Description of the task:
In the passage on early railway stations, render this sentence in Spanish: "The Stockton & Darlington, a pioneering but technologically primitive railway, had no stations at all when its first trains ran in 1825."

Document text:
"""
I decided on using ‘terminuses’ rather than ‘termini’. There seems no good reason to use Latin plurals for a technology that the Romans, despite their fantastic ingenuity, did not develop.

INTRODUCTION

STATIONS WERE AN afterthought when the first railways were built. The Stockton & Darlington, a pioneering but technologically primitive railway, had no stations at all when its first trains ran in 1825. The Liverpool & Manchester, which opened five years later as the first intercity modern railway, did a little better, with huts at either end. Initially, stations on the early railways were crude affairs, little more than a path between tracks to enable passengers to clamber aboard and possibly a ticket office that might be located in the local pub.

By the time the railways reached London in 1836, six years after the completion of the Liverpool & Manchester Railway, providing facilities for passengers was still seen by the railway companies as an irritating necessity rather than as a way of encouraging greater use.

The first terminus, London Bridge, opened in December 1836, provided little for its early passengers and had no architectural merit, but Euston, completed the following year, was a far grander affair as befitted the capital’s first main-line station. It was not so much that the passengers were offered any facilities to help them on their way but, rather, the railway company, the London & Birmingham, decided to erect a huge Doric arch in front of the station that served no purpose other than to demonstrate the importance of the company and of this new technology.
"""
Items from a data source:
"""
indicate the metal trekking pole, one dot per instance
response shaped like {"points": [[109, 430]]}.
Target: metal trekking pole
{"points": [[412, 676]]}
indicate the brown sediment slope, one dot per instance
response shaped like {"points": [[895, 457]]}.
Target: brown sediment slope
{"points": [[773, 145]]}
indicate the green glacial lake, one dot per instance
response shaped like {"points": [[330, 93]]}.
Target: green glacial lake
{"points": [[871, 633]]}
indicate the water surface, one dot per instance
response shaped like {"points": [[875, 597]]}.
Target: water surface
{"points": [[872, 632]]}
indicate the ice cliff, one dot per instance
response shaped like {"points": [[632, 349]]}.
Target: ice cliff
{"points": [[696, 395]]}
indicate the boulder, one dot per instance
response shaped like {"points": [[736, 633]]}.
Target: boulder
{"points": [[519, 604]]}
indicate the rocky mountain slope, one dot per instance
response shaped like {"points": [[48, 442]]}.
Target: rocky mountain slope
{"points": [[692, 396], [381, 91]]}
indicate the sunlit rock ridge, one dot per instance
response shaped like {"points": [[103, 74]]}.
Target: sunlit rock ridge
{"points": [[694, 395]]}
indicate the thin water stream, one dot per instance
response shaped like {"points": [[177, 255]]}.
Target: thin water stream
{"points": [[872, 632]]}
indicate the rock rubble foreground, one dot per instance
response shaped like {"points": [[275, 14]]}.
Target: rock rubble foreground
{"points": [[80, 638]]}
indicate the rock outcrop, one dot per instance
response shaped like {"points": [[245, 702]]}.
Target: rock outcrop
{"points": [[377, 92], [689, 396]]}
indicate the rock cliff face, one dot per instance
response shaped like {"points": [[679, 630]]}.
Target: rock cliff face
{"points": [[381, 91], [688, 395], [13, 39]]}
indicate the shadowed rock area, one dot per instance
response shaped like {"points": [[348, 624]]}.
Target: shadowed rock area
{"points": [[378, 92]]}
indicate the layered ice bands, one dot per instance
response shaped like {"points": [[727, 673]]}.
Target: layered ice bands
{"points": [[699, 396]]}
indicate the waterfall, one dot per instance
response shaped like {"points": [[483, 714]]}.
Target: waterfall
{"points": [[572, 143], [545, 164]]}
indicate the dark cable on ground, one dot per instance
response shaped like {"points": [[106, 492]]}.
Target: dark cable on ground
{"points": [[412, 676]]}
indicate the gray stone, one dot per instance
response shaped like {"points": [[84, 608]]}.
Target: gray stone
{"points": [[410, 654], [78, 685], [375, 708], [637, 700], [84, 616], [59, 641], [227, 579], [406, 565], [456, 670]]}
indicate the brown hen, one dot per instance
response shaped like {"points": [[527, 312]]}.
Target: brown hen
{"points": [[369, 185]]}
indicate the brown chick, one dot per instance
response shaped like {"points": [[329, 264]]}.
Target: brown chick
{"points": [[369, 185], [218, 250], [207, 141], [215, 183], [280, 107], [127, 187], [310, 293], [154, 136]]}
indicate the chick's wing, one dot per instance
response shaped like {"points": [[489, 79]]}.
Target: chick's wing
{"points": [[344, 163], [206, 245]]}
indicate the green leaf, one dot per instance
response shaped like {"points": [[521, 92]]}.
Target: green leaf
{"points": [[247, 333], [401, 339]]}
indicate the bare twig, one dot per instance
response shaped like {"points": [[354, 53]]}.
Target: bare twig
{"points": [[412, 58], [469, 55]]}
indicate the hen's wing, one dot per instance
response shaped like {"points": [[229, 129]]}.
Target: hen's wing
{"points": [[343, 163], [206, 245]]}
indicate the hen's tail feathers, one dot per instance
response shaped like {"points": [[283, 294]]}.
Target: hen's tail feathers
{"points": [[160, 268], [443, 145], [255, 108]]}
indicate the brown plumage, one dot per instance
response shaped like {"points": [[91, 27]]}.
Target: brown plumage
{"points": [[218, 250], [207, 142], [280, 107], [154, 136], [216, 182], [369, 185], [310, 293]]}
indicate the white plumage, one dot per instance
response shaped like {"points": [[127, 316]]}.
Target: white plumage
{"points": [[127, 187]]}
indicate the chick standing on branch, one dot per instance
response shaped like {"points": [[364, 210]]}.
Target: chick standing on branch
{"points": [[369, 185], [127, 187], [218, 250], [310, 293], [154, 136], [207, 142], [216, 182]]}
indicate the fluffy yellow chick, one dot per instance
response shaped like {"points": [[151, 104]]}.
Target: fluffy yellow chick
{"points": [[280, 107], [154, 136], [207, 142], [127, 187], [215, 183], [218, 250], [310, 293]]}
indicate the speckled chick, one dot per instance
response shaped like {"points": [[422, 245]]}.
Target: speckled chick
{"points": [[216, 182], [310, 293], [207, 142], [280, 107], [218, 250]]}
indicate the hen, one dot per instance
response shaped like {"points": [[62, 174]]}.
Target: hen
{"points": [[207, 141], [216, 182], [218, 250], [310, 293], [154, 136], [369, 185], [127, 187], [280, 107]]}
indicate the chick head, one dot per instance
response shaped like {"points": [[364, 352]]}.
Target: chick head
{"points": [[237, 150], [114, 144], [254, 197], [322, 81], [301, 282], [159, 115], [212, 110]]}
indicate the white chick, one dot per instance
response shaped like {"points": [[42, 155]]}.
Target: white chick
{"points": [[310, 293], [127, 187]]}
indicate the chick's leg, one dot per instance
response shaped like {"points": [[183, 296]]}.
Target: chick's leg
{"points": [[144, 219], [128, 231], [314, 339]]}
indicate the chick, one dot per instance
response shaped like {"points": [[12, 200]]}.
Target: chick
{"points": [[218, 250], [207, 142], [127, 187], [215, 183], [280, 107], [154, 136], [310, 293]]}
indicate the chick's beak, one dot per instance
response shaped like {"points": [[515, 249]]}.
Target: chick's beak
"""
Solution to the problem:
El Stockton & Darlington, un ferrocarril pionero pero tecnológicamente primitivo, no tenía ninguna estación cuando circularon sus primeros trenes en 1825.